==== Exercise text ====
Three US-based academics – Daron Acemoglu, Simon Johnson and James A. Robinson – have won the 2024 Nobel Economics Prize, “for studies of how institutions are formed and affect prosperity”, the Royal Swedish Academy of Sciences said on Monday, October 14.
Acemoglu and Johnson work at the Massachusetts Institute of Technology and Robinson at the University of Chicago.
The professors have researched the connection between the societal institutions created by colonisers and the current state of wealth inequality among countries across the globe.
“Reducing the vast differences in income between countries is one of our time’s greatest challenges,” Jakob Svensson, Chair of the Committee for the Prize in Economic Sciences, said in a statement . “The laureates have demonstrated the importance of societal institutions for achieving this.”
The colonists set up institutions which ultimately benefited themselves. “The aim, in some places, was to exploit the indigenous population and extract resources for the colonisers’ benefit,” the statement reads, attributing to the research. “In others, the colonisers formed inclusive political and economic systems for the long term benefit of European migrants.”
====
What you need to do:
According to the article on the 2024 Nobel Economics Prize, at which university does James A. Robinson work?
==== Given data ====
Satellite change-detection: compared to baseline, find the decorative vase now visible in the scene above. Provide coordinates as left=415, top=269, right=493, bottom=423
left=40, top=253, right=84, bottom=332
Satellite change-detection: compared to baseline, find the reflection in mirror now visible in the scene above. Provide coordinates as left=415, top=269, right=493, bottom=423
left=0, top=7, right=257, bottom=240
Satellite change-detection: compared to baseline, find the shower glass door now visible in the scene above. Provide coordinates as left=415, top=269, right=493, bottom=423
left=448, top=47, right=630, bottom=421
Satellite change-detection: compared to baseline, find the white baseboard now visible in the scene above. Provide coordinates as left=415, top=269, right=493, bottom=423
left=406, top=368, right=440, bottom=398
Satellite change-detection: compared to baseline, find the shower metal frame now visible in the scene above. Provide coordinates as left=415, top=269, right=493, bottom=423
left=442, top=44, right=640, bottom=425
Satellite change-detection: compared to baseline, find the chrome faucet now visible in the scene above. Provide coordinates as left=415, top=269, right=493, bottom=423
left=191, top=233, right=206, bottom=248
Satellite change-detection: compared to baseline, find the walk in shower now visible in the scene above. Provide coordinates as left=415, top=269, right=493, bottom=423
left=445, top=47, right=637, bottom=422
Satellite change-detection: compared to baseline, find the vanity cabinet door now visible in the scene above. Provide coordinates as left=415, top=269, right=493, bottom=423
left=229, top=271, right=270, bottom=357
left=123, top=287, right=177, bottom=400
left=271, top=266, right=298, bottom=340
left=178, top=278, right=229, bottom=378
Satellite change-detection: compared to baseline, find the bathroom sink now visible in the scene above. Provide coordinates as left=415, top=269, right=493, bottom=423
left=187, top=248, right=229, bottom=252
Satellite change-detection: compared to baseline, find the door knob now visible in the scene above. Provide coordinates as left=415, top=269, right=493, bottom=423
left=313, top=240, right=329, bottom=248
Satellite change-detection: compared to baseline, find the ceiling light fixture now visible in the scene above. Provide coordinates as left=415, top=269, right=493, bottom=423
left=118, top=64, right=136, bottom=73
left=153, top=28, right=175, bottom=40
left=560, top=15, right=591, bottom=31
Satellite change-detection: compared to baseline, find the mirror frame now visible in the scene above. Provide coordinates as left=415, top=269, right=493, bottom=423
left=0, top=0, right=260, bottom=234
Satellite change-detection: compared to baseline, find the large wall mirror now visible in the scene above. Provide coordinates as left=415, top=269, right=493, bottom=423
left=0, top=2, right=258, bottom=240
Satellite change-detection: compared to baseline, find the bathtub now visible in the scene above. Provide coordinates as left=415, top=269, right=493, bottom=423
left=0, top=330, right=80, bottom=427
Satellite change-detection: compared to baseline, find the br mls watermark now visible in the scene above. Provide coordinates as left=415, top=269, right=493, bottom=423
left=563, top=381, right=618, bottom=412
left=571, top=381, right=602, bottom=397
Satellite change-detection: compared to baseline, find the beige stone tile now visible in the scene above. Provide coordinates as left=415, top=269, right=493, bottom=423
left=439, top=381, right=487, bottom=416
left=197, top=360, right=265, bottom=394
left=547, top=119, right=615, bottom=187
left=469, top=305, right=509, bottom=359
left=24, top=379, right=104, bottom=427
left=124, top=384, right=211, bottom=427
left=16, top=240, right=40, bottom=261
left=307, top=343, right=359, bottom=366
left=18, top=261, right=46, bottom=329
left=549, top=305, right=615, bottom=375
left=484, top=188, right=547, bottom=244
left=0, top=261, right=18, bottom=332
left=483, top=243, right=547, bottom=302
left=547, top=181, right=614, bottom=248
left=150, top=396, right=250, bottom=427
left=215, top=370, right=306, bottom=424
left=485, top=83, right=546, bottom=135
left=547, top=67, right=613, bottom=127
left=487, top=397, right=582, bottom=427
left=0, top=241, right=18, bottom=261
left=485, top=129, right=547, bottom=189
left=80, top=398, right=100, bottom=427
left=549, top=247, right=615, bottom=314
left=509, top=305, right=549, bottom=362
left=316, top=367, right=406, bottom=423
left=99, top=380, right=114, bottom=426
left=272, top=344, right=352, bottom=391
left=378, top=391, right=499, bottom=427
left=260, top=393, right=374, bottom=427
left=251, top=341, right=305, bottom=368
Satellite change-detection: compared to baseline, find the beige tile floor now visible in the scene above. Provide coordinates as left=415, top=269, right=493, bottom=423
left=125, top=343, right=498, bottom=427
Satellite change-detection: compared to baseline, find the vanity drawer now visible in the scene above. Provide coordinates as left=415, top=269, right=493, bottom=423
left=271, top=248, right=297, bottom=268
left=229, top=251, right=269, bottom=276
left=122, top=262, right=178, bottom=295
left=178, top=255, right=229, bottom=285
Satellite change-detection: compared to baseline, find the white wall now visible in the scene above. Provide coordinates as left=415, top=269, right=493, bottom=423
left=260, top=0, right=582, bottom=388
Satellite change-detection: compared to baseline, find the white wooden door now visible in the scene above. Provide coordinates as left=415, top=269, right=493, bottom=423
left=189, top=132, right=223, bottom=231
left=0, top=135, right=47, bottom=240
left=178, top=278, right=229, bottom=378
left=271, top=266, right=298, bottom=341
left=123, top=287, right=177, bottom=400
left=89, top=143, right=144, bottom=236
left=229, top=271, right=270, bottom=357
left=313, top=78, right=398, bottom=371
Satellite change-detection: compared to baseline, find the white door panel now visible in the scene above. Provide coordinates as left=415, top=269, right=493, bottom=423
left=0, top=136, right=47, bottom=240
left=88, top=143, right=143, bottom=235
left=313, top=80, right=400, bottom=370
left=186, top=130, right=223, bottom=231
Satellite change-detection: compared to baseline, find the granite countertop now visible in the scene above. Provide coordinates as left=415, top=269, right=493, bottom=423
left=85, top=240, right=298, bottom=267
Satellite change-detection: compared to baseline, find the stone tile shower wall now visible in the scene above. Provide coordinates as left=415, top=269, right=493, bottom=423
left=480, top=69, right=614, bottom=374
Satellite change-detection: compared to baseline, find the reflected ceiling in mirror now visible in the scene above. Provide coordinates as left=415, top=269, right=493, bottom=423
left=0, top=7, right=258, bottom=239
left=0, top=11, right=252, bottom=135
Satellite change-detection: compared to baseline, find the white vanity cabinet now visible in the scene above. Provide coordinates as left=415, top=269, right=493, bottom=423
====
Answer to this task:
The University of Chicago.